>> START MATERIAL SUPPLIED

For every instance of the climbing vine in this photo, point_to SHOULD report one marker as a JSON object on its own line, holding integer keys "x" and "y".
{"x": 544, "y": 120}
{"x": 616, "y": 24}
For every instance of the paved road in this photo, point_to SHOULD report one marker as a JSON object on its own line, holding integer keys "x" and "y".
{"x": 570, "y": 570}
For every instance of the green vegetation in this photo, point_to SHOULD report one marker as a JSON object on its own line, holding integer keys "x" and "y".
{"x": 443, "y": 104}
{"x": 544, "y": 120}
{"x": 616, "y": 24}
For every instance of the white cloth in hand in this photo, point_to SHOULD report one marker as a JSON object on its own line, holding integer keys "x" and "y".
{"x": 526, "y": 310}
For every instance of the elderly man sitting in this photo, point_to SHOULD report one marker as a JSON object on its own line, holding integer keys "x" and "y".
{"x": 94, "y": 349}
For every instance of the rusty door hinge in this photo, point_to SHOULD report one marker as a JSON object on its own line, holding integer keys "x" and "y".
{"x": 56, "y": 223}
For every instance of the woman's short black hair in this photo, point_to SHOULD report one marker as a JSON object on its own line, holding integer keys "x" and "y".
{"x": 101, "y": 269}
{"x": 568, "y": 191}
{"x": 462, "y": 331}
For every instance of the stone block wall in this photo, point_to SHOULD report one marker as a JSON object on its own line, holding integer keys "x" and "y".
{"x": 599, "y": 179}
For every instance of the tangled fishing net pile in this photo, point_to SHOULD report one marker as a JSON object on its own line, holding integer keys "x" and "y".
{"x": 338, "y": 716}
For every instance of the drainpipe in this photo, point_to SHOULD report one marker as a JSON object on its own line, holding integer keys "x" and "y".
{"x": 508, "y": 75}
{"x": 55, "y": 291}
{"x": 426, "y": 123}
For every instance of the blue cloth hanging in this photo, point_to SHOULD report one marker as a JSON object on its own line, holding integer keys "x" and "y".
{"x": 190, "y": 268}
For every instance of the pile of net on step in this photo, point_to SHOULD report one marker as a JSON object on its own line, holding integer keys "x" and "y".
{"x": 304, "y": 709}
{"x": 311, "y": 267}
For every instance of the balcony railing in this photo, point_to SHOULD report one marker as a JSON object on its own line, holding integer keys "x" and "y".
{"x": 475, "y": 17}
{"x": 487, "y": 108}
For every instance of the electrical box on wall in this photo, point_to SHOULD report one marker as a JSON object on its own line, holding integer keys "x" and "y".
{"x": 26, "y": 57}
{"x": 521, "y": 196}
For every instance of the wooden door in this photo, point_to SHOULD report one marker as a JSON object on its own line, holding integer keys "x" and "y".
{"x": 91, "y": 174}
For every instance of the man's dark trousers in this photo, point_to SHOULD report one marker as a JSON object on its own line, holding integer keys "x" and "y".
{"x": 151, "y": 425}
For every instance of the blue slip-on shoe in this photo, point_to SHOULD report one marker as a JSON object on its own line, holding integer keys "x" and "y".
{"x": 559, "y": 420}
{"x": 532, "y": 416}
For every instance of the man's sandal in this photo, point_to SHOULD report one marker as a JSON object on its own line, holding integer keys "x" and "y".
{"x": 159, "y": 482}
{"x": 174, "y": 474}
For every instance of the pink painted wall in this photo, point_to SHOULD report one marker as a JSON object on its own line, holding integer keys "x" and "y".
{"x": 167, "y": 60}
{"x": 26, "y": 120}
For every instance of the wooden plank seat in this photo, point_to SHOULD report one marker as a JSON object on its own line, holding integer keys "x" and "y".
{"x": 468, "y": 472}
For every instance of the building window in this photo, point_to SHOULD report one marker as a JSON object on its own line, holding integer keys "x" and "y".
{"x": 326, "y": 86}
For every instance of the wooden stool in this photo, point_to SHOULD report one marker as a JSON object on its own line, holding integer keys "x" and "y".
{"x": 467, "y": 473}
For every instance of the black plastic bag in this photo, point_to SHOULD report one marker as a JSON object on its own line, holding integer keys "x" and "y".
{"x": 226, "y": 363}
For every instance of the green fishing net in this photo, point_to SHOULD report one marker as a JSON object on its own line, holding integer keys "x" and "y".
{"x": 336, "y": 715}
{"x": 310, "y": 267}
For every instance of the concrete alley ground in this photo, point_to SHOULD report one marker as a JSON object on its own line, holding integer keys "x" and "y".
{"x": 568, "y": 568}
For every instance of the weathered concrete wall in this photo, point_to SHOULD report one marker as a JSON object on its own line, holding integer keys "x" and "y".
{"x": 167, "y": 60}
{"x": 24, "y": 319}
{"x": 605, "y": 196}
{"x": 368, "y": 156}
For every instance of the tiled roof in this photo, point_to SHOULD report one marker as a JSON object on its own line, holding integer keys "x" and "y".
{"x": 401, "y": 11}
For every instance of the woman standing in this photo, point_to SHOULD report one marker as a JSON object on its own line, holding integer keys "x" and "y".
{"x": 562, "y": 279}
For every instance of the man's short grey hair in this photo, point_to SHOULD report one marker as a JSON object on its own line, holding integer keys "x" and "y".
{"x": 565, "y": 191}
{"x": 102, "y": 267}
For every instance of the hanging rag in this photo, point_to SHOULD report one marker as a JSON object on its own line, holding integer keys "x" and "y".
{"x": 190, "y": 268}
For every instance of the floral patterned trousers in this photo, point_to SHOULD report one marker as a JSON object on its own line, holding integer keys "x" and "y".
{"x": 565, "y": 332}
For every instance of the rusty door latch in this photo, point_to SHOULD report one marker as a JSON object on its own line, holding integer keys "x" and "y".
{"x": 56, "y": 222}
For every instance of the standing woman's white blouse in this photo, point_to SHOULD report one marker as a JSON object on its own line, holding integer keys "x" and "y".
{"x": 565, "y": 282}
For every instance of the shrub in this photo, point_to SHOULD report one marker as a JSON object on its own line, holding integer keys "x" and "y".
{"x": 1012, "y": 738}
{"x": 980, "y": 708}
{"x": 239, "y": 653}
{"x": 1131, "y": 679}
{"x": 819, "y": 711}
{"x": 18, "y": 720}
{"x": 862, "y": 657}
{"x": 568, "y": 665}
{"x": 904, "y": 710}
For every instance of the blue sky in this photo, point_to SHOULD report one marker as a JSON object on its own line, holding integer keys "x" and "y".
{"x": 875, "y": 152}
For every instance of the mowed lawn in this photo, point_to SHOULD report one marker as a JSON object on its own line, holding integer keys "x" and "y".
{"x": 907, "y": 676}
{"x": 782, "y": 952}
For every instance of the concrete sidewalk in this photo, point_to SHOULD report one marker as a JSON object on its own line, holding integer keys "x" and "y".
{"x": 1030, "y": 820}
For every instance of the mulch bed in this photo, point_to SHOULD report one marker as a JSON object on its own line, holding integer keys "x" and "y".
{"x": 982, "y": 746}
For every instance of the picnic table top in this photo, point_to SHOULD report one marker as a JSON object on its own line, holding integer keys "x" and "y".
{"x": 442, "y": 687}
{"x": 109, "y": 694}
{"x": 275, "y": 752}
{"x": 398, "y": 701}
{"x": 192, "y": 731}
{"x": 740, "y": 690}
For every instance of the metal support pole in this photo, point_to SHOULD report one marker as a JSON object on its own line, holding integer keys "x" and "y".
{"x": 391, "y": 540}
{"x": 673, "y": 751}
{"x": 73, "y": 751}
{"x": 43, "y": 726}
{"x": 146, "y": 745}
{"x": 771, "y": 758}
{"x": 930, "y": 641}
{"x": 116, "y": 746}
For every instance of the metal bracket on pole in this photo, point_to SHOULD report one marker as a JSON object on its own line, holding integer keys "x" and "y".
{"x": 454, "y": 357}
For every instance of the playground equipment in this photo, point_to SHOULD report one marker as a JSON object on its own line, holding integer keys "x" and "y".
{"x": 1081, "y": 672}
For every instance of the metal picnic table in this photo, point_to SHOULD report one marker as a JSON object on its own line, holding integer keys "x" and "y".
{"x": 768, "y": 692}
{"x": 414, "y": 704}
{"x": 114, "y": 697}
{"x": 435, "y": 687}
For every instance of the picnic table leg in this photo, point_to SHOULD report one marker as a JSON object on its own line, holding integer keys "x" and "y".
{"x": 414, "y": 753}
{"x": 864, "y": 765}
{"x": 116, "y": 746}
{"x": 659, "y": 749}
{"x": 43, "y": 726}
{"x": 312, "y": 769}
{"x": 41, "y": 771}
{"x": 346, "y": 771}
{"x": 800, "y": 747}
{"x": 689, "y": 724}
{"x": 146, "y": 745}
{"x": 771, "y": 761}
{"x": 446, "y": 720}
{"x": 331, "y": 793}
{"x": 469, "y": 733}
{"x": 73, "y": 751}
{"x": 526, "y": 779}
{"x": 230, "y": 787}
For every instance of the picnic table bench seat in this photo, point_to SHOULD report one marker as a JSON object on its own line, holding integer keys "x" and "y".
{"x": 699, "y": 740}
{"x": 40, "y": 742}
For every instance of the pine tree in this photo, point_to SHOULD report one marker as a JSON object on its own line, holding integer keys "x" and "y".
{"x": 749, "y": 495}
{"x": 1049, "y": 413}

>> END MATERIAL SUPPLIED

- AIM -
Set down, word for word, every line from the line that holds "For every instance of the picnic table leg" to the end of the entries above, including both ends.

- ANSWER FOR THIS EXERCISE -
For every instance of the picnic table leg in this photo, point_to SHOULD report one marker as a JSON object on its own line, holding integer keys "x" and "y".
{"x": 414, "y": 753}
{"x": 864, "y": 765}
{"x": 116, "y": 746}
{"x": 659, "y": 749}
{"x": 43, "y": 726}
{"x": 312, "y": 769}
{"x": 41, "y": 771}
{"x": 346, "y": 771}
{"x": 800, "y": 747}
{"x": 689, "y": 724}
{"x": 146, "y": 745}
{"x": 771, "y": 761}
{"x": 446, "y": 720}
{"x": 331, "y": 793}
{"x": 469, "y": 733}
{"x": 73, "y": 751}
{"x": 526, "y": 779}
{"x": 230, "y": 787}
For every instance of the picnic table bench seat in this photo, point_to SHOULD report one marker as a JSON object on its own line, holding integer keys "x" and "y".
{"x": 699, "y": 740}
{"x": 40, "y": 742}
For every instance of the pine tree in this photo, point_to SHOULD report one marker as a JSON object on its own line, holding integer keys "x" and "y".
{"x": 749, "y": 495}
{"x": 1049, "y": 413}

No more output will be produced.